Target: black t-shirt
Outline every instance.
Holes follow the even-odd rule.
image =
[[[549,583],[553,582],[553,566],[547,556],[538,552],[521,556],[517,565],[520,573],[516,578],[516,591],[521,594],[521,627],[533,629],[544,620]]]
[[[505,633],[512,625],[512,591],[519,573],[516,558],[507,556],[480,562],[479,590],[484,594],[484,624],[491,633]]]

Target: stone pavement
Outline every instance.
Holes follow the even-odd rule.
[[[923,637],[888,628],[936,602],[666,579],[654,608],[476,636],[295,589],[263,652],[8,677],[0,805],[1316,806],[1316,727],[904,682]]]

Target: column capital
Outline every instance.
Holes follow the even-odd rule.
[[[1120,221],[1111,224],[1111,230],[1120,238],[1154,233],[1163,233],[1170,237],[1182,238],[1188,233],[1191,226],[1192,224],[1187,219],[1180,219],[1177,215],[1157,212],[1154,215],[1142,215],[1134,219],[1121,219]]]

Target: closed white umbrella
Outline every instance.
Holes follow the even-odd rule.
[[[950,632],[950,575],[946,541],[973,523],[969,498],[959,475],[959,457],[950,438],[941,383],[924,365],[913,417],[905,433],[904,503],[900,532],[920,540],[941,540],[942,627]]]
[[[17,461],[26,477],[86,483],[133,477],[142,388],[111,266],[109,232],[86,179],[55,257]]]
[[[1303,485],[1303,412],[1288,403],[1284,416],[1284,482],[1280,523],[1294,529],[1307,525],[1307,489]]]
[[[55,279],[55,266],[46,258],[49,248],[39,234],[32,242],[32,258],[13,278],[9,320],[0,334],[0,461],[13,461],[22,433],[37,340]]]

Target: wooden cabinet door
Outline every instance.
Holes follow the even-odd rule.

Written instruction: List the stretch from the line containing "Target: wooden cabinet door" through the end of the data as a numbered list, leaving out any blank lines.

Problem solution:
1. Target: wooden cabinet door
2. Outline every instance.
3. Holes follow the even-odd rule.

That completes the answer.